*The input*
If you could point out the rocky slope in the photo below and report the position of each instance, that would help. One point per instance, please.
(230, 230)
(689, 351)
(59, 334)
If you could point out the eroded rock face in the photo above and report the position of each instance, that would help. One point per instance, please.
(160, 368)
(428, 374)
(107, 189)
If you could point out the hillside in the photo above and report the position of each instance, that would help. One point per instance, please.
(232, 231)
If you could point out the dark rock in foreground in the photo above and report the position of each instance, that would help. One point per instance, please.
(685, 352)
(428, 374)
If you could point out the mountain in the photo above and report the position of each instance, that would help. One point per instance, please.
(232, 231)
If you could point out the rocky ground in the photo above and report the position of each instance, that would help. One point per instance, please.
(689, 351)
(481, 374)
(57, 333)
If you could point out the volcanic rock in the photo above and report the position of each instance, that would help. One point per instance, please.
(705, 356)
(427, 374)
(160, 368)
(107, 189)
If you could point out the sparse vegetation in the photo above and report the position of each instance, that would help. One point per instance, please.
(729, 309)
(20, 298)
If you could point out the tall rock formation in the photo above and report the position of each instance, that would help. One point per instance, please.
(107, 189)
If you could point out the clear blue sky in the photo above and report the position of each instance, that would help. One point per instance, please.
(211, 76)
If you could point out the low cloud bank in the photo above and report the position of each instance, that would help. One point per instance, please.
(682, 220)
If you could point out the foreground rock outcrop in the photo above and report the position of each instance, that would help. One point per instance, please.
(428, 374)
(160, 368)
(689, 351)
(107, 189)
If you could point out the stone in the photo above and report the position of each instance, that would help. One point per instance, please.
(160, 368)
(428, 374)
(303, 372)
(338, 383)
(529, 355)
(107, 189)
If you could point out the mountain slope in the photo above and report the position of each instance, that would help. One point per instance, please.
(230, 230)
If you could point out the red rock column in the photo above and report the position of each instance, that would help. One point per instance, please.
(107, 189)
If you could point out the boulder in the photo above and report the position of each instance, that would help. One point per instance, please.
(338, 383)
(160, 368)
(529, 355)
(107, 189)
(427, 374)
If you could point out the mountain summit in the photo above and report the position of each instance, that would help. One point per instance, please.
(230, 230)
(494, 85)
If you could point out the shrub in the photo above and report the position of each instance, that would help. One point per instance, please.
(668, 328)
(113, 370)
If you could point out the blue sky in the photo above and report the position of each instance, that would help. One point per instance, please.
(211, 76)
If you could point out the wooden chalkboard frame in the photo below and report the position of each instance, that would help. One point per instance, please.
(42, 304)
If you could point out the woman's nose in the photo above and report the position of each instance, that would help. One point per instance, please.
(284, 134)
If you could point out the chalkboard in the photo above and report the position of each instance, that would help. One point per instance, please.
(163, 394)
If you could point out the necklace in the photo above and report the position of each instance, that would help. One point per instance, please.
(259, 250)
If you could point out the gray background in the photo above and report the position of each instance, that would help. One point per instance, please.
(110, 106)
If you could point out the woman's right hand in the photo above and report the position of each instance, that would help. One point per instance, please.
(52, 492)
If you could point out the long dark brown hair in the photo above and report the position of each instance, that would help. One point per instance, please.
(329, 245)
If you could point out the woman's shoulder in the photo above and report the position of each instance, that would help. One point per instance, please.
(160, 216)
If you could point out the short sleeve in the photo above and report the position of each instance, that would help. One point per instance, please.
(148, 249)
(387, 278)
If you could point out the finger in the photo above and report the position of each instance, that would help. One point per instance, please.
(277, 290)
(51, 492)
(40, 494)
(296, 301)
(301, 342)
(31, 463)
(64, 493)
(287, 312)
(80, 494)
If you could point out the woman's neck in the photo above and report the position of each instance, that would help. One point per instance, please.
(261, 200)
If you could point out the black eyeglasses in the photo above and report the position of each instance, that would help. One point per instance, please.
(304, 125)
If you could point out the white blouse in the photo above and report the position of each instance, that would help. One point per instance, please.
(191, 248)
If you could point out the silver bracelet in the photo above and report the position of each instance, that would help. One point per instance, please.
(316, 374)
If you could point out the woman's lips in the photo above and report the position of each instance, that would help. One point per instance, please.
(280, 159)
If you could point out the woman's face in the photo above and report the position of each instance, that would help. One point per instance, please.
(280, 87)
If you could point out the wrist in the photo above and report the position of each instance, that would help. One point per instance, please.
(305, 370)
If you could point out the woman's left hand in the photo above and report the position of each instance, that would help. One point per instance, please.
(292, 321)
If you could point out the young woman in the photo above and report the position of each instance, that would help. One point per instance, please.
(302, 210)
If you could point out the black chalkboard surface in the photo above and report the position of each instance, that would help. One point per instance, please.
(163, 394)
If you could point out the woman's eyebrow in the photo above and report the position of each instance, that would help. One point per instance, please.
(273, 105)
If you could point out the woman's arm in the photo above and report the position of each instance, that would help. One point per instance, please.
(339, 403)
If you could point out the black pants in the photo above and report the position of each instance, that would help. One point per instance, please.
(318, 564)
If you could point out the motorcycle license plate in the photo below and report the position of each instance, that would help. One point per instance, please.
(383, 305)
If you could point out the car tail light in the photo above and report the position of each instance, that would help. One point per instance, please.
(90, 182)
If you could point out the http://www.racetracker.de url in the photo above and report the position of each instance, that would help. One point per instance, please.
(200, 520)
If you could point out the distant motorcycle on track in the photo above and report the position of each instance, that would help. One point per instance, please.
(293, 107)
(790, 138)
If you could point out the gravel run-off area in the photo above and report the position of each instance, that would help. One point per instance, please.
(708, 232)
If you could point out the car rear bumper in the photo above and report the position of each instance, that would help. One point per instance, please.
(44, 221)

*Stated exercise*
Copy all of the material word for word.

*Exercise response*
If you could point out the rocky slope in the photo below and report the position of each instance, that would help. One point per instance, please.
(230, 230)
(689, 351)
(59, 334)
If you could point out the eroded rock face in the photo above and report the position of each instance, that would help. One point per instance, please.
(160, 368)
(428, 374)
(107, 189)
If you could point out the hillside in the photo above and report the position of each instance, that would help. One point per instance, please.
(232, 231)
If you could point out the dark rock in foreground in the photo above and report the position of each instance, that would help. One point per instance, please.
(685, 352)
(428, 374)
If you could point out the mountain in the photo above and report the position of each instance, that would help. One point per instance, please.
(232, 231)
If you could point out the rocky ground in the photo above and report the position of each instance, that would help. One point per instance, please.
(689, 351)
(481, 374)
(57, 333)
If you could point out the volcanic rock in the photo above and report the position of each instance, that would help. One point per instance, please.
(705, 356)
(427, 374)
(160, 368)
(107, 189)
If you could point out the sparse vegetation in the photo above and report the position of each instance, that would help. One point per instance, please.
(729, 309)
(20, 298)
If you could point out the tall rock formation in the photo above and report the position of each instance, that would help. One point per instance, please.
(107, 189)
If you could point out the clear blue sky in the photo above and report the position of each instance, that would help. One point per instance, please.
(211, 76)
If you could point out the low cloud bank in the photo above and report the position of each instance, that would help. One point per instance, please.
(682, 220)
If you could point out the foreground rock outcrop in the photo above and report the position of each instance, that would help. One point per instance, please.
(428, 374)
(160, 368)
(689, 351)
(107, 189)
If you could point out the stone in the photo above and report the position of each instance, that would help. One point per instance, please.
(160, 368)
(428, 374)
(303, 372)
(338, 383)
(529, 355)
(107, 189)
If you could point out the mountain slope in the photo above and report the position of each instance, that would help. One point per instance, please.
(230, 230)
If you could point out the red rock column in the photo above and report the position of each instance, that would help. One point per instance, please.
(107, 189)
If you could point out the boulder in the photo above and report the position of each instance, that would help. One point per instance, please.
(338, 383)
(160, 368)
(529, 355)
(107, 189)
(427, 374)
If you could point out the mountain summit in the photo above and report the position of each instance, that would help. One point per instance, please.
(230, 230)
(494, 85)
If you could point out the shrub in the photo above and report the position of each instance, that would help. One point per instance, please.
(668, 328)
(113, 370)
If you could point out the blue sky in the photo above and report the position of each instance, that would help. One point per instance, please.
(211, 76)
If you could point out the wooden chalkboard frame in the photo below and report the position of each instance, that would help. One point per instance, please.
(42, 304)
If you could point out the woman's nose in the photo above and report the position of each instance, that would help. One point per instance, please.
(284, 134)
If you could point out the chalkboard in the photo above and report the position of each instance, that would help. One point per instance, please.
(163, 394)
If you could point out the necklace in the photo above and report the position of each instance, that would help. One point per instance, please.
(259, 250)
If you could point out the gray background in the photo above and report the position of each instance, that would help. One point per instance, please.
(110, 106)
If you could point out the woman's right hand in the photo above and report the position of each instance, that would help. One point per instance, please.
(52, 492)
If you could point out the long dark brown hair in the photo above and report the position of each instance, that would help. One point per instance, please.
(329, 245)
If you could point out the woman's shoulder in the photo above and report the position of each instance, that would help. One point per instance, please.
(160, 216)
If you could point out the short sleeve in the photo above and report the position of each instance, that would help. One point per instance, please.
(148, 249)
(387, 278)
If you could point out the finger in the photo above and report the position of each instance, that would help. One point per instance, please.
(277, 290)
(51, 492)
(40, 494)
(296, 301)
(301, 342)
(31, 463)
(64, 493)
(287, 312)
(80, 494)
If you could point out the woman's neck in the photo above and report the position of each instance, that would help. One point per instance, please.
(261, 200)
If you could point out the black eyeglasses in the photo above and report the position of each instance, that would help. One point per instance, please.
(304, 125)
If you could point out the white blouse in the photo above and report the position of each instance, that would help. One point per instance, please.
(191, 248)
If you could point out the silver bracelet in the photo above and report the position of each instance, that would help. One point per instance, please.
(316, 374)
If you could point out the woman's lips in the photo above and report the position of each instance, that would help. One point per instance, please.
(280, 159)
If you could point out the woman's face in the photo above and report the position of each instance, that would help. One point per instance, please.
(280, 87)
If you could point out the wrist in the photo above and report the position of each instance, that would help. One point per instance, please.
(305, 370)
If you could point out the woman's left hand in the photo above and report the position of each instance, that would help. One point per instance, please.
(292, 321)
If you could point out the young woman in the photo above and report the position of each instance, that would help. One point per instance, please.
(302, 210)
If you could point out the black chalkboard surface in the photo above and report the position of each instance, that would help. One point per instance, please.
(163, 394)
If you could point out the woman's eyebrow in the photo above and report the position of each instance, that would help. One point per instance, please.
(273, 105)
If you could point out the woman's arm in the photo above and report the position of each instance, that would help. One point per instance, please.
(339, 403)
If you could point out the black pants in the photo above and report the position of each instance, that would help. One point per instance, please.
(318, 564)
If you could point out the motorcycle license plate in the photo below and report the position of each instance, that would help. One point per instance, please.
(383, 305)
If you could point out the car tail light in the photo above and report the position of each instance, that would help. One point per instance, please.
(90, 182)
If you could point out the http://www.racetracker.de url in the photo above and report the position of each instance, that would help. One point per instance, please.
(200, 520)
If you could point out the distant motorcycle on track in the photo above and report the position of each instance, that would help. One point per instance, please.
(293, 107)
(790, 138)
If you could point out the gravel run-off area in the photo above and report the position of each instance, that would help. One point per instance, please.
(708, 232)
If you could point out the car rear bumper in the photo above and report the position of each instance, that would help. One point per instance, please.
(44, 221)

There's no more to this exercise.